# START OF PROVIDED MATERIAL
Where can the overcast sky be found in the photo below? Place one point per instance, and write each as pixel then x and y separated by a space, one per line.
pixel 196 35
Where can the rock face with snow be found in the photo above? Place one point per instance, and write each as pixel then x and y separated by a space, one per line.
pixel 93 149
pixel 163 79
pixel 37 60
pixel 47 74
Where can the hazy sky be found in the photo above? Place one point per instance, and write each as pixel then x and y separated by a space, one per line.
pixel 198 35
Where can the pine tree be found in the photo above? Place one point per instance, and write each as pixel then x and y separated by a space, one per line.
# END OF PROVIDED MATERIAL
# START OF PROVIDED MATERIAL
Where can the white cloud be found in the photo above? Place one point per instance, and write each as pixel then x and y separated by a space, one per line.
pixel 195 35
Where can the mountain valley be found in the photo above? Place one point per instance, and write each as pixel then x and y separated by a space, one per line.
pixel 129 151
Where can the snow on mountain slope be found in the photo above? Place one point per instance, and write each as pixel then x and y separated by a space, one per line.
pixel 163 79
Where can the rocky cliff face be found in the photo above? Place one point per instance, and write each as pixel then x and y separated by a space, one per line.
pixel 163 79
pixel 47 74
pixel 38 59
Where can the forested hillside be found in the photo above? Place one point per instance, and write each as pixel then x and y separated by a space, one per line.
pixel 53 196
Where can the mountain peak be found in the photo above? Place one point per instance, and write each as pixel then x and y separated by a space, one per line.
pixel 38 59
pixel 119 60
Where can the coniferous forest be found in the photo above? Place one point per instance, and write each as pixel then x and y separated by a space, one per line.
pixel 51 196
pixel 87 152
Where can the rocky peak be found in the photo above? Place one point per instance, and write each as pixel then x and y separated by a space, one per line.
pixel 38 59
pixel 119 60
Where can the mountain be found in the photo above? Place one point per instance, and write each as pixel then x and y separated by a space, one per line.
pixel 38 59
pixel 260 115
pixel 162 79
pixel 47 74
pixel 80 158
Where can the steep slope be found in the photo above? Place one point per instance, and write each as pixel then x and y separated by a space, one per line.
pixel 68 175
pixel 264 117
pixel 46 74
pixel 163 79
# END OF PROVIDED MATERIAL
PROBLEM DETAILS: From the listing above, write out word for word the lines starting with the one that contains "Where can the hazy" and going on through the one that contains "Where can the pine". Include both of those lines and nothing else.

OUTPUT OF THE EXERCISE:
Where can the hazy sky be found in the photo above? Place one point per instance, and write each as pixel then x and y separated by a space, one per line.
pixel 198 35
Where can the pine tree be found in the photo above? Place one point per instance, and write each as pixel then x and y separated by a space, one per line.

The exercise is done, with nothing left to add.